[[ Selected extract, beginning ]]

House Speaker Paul Ryan, having fulfilled one of his long-term goals by passing tax reform, is now after his white whale: entitlement reform. Despite numerous promises not to touch popular programs like Medicare, Medicaid, and Social Security in order to pay for a deficit-busting tax plan, Ryan began laying the groundwork for social spending cuts weeks before President Donald Trump signed the Tax Reform and Jobs Act into law. “We’re going to have to get back next year at entitlement reform, which is how you tackle the debt and the deficit,” Ryan said in early December. “Frankly, it’s the health care entitlements that are the big drivers of our debt, so we spend more time on the health care entitlements—because that’s really where the problem lies, fiscally speaking.”
But other Republican leaders are pumping the breaks. Trump has indicated that he would like to turn to infrastructure, citing the possibility for bipartisan legislation. And Mitch McConnell, Ryan’s counterpart in the Senate, told reporters that entitlement reform will only happen with bipartisan support. “The sensitivity of entitlements is such that you almost have to have a bipartisan agreement in order to achieve a result,” McConnell told reporters last week. A number of Republican senators, including Shelley Moore Capito, Dean Heller, and Jeff Flake either changed the subject when asked about entitlement reform or insisted that it be bipartisan.
There’s simply no way that bipartisan entitlement reform is going to happen. Given the number of narrow party-line votes held in the Senate in 2017, it seems more likely that the insistence on bipartisanship is a polite way of telling Ryan that the issue is too politically sensitive in an election year. Of course, tax reform passed both the House and the Senate on a party-line vote, despite being hugely unpopular.
The division on entitlement reform also points to a larger issue facing the GOP as 2018 approaches: Republicans just aren’t sure what to do next. Some are confident that a bipartisan infrastructure bill is possible, but there is considerable distance between Republican and Democratic proposals—the Republican plan, as it has stood for the last year, essentially amounts to another huge giveaway to corporations. Other Republicans, notably Senator Lindsey Graham, are insisting Republicans return to repealing Obamacare. With tax reform, Republicans were able to present a (more or less) united front. But now that the ink is dry on the tax bill, the party is once again divided.

[[ Selected extract, end ]]
[[ Supplied data, beginning ]]

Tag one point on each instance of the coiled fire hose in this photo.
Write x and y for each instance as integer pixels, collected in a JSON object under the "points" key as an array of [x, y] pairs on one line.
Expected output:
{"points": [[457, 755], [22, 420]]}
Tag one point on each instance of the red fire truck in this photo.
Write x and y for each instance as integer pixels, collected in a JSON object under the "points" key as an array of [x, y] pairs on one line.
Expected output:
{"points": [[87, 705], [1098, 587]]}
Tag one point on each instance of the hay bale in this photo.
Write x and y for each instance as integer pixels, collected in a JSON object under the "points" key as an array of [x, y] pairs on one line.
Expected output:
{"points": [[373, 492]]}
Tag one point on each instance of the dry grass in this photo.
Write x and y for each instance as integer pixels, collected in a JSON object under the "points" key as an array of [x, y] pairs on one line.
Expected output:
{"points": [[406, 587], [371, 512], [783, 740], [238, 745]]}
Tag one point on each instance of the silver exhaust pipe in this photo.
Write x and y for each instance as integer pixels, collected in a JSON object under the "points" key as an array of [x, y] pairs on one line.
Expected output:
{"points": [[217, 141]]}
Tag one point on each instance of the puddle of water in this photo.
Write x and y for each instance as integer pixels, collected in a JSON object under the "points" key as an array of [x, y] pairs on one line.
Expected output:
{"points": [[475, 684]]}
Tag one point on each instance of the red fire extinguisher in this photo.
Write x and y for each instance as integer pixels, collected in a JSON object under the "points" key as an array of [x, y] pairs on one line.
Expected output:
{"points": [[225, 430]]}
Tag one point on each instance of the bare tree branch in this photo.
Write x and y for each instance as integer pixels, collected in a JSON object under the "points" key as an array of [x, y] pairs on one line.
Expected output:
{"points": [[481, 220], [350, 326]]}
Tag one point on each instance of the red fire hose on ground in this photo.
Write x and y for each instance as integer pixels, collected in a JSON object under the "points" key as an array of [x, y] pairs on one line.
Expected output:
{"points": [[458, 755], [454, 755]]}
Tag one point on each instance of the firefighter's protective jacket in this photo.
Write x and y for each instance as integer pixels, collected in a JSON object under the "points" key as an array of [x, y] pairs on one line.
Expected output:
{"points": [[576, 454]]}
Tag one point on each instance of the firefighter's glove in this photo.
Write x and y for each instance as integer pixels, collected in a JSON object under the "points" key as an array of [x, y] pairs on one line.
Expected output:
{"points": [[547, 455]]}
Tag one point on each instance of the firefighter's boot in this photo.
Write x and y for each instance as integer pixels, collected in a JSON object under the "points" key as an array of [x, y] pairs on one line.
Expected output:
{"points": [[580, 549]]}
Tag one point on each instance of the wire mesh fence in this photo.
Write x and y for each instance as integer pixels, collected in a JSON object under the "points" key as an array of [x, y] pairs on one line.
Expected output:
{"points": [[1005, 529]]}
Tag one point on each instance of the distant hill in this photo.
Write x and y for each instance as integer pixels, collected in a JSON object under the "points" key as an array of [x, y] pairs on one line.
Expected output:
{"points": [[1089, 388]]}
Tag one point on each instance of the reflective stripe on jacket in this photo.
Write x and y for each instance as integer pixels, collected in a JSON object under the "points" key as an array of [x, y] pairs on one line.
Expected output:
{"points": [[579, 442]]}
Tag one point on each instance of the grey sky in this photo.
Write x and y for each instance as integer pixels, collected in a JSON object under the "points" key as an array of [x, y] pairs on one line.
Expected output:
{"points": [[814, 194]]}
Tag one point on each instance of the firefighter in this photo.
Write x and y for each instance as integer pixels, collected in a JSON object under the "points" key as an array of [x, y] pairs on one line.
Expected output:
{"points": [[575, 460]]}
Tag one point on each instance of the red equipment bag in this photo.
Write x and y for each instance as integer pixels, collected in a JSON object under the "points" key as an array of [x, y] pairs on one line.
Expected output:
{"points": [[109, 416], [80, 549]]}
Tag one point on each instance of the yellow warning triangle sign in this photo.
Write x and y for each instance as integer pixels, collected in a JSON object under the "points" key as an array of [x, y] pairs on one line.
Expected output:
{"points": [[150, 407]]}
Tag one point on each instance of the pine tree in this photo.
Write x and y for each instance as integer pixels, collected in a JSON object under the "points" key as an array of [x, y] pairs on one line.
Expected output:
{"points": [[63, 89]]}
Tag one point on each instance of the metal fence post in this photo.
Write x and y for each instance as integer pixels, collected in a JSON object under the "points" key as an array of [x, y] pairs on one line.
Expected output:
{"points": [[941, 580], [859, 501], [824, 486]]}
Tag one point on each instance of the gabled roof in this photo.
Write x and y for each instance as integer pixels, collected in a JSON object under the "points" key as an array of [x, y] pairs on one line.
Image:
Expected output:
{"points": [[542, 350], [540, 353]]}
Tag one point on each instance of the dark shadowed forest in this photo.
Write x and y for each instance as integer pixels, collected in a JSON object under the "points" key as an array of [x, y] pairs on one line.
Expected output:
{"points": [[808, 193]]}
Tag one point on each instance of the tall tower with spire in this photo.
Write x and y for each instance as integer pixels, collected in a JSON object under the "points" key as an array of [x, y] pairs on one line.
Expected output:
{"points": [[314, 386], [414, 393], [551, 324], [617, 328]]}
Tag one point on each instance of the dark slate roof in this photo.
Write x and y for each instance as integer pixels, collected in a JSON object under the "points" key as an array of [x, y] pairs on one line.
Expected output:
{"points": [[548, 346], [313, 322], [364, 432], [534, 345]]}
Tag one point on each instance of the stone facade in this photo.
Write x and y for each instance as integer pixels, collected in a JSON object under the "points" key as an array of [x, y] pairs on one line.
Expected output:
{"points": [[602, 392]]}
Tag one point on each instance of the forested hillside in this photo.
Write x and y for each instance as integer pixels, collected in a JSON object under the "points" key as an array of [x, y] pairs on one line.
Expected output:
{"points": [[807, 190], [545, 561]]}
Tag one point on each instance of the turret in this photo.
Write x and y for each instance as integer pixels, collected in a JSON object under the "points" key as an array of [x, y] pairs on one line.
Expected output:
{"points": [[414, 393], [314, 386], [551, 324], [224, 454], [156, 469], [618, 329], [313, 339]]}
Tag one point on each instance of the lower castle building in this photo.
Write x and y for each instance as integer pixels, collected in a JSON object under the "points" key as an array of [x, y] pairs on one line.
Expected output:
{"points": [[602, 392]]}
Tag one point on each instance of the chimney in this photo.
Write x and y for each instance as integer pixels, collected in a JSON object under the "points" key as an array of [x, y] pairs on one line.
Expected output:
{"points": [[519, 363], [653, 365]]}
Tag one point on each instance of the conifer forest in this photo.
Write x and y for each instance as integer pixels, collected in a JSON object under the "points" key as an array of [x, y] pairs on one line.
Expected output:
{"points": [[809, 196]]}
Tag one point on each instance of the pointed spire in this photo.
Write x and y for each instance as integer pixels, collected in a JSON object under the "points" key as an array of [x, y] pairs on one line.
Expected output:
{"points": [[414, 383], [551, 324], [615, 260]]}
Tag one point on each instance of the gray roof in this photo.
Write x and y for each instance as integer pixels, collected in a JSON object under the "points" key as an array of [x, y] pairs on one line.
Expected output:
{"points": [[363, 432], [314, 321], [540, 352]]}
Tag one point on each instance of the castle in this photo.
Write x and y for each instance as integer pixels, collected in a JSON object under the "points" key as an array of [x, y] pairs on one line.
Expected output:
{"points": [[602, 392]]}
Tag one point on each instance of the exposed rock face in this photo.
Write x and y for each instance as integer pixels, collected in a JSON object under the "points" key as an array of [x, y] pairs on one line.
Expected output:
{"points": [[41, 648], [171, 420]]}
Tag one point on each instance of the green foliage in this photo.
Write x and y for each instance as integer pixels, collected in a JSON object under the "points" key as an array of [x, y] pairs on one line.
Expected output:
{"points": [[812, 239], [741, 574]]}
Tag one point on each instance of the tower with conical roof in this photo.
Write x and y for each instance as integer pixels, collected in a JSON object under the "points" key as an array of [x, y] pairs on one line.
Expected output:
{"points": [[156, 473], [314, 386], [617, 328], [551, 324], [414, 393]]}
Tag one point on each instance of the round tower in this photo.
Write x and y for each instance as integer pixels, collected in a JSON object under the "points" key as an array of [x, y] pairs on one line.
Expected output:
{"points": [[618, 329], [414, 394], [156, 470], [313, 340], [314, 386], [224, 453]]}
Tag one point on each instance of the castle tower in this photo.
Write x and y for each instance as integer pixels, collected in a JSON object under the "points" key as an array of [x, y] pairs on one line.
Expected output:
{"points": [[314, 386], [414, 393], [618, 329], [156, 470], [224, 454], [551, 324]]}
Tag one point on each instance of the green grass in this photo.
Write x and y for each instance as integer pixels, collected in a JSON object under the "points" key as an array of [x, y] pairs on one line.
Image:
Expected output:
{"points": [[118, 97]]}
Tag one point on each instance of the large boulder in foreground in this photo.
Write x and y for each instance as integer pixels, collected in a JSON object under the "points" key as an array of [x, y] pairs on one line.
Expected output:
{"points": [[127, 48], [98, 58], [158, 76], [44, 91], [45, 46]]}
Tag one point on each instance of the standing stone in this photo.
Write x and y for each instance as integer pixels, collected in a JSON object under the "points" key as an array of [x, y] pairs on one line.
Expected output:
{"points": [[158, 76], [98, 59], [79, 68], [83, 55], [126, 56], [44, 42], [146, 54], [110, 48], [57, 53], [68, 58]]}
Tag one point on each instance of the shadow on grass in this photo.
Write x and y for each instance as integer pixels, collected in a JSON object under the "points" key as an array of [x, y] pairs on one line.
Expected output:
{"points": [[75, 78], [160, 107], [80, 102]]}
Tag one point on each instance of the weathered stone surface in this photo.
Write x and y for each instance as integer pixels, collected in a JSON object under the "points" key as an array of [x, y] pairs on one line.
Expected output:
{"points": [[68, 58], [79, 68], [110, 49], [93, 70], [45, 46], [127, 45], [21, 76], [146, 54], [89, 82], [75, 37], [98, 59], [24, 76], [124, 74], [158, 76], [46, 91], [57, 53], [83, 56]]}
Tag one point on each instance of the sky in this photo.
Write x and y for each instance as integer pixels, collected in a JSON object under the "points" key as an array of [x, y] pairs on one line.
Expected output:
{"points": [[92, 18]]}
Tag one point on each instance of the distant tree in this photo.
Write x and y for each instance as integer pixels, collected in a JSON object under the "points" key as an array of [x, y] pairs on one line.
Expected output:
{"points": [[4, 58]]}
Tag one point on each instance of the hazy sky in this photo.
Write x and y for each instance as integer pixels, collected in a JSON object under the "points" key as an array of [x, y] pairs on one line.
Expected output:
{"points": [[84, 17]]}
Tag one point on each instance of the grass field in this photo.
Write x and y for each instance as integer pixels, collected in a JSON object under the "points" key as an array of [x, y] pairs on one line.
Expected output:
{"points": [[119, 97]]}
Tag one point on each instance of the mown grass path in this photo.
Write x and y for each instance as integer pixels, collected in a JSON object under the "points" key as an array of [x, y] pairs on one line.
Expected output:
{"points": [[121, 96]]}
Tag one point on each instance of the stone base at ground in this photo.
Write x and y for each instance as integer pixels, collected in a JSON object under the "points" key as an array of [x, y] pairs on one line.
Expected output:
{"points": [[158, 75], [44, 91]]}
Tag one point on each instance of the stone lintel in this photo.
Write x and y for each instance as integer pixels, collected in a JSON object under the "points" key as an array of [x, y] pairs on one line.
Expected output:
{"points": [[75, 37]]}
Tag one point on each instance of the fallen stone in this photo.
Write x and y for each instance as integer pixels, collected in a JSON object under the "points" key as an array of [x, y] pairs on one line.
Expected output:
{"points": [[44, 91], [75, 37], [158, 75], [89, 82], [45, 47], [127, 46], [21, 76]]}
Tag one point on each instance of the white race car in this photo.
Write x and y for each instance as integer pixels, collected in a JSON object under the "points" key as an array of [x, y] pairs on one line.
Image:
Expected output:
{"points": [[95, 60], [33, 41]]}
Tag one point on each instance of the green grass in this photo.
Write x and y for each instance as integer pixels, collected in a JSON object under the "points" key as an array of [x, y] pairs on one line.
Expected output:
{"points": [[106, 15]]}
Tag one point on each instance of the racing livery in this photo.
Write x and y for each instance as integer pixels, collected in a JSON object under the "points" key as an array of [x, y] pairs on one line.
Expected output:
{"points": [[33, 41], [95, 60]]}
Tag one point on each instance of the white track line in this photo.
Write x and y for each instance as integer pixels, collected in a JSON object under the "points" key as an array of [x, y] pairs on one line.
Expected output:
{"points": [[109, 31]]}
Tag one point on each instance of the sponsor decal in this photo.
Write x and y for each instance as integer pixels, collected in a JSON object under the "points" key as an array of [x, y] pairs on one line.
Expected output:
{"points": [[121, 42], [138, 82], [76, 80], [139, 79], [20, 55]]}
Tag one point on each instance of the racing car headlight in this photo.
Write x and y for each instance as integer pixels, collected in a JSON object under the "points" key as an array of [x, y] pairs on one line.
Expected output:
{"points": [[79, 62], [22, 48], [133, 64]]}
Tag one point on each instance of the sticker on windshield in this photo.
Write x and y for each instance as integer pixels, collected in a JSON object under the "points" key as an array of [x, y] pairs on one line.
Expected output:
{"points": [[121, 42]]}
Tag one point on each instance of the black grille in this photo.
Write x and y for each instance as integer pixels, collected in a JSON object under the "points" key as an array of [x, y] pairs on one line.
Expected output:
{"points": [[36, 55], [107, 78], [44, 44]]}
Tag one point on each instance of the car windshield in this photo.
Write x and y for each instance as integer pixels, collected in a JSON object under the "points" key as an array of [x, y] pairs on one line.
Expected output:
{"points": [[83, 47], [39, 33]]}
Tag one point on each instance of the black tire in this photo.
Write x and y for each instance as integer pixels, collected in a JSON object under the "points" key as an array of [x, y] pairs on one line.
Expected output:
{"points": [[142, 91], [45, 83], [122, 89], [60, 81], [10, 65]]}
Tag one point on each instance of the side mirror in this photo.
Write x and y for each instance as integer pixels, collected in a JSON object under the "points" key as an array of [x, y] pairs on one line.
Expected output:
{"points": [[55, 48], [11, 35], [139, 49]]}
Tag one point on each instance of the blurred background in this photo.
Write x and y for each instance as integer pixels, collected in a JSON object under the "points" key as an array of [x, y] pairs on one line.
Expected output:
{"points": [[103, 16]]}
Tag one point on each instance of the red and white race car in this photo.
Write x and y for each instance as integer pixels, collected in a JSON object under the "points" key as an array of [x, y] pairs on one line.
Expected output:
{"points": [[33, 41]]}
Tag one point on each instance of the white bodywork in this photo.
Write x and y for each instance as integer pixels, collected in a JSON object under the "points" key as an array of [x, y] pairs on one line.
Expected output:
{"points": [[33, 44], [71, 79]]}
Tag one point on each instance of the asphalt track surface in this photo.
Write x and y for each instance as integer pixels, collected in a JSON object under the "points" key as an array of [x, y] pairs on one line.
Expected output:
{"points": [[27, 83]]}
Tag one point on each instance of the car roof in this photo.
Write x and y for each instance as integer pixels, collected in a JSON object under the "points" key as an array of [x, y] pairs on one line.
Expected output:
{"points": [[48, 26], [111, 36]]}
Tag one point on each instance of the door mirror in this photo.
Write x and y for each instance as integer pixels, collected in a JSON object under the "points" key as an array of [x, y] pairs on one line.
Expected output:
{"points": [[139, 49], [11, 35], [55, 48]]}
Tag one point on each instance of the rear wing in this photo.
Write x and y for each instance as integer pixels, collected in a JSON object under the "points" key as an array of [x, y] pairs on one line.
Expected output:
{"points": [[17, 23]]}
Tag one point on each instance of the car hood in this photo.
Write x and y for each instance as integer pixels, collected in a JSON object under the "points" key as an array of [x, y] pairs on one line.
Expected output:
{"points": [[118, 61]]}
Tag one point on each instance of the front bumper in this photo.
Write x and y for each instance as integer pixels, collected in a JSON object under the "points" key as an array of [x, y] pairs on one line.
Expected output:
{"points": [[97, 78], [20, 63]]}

[[ Supplied data, end ]]

Task item.
Which programs does the article on entitlement reform above name as popular programs that were promised not to be touched? List all of them.

Reply.
Medicare, Medicaid, and Social Security.